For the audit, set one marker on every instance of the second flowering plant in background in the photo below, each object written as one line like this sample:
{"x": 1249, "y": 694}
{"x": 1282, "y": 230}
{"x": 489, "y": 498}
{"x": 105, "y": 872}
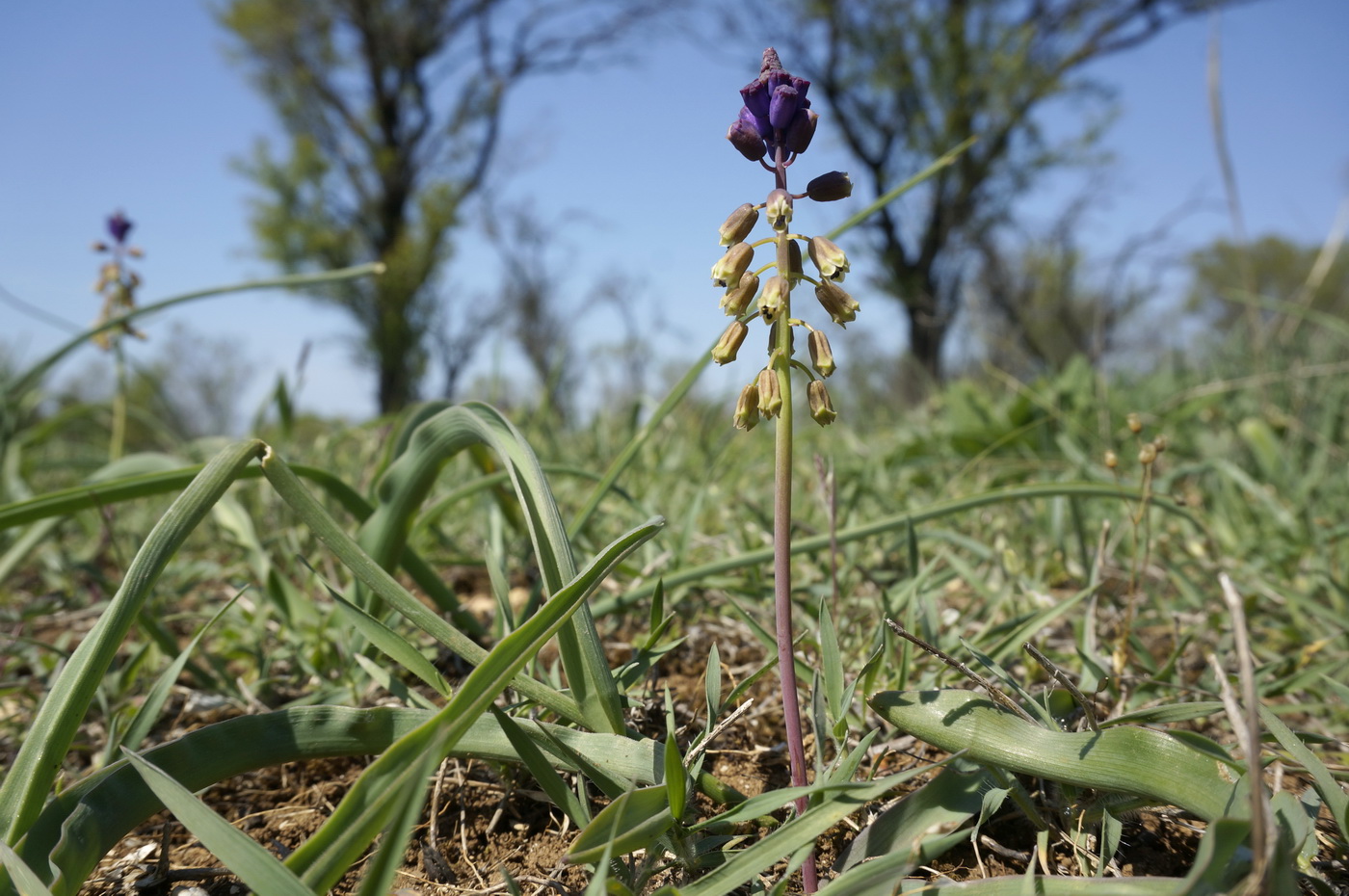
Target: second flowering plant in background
{"x": 775, "y": 127}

What the task requires: Rewrite the data, changing every "flowering plant" to "blooming plant" and keeping everything else the same. Leave the pictures out of your answer.

The answer:
For the audit, set one marker on every instance of the second blooming plant in background in the photo below, each object written as one line like this sample:
{"x": 1249, "y": 694}
{"x": 1282, "y": 230}
{"x": 489, "y": 498}
{"x": 105, "y": 872}
Target: second blooming plant in background
{"x": 775, "y": 127}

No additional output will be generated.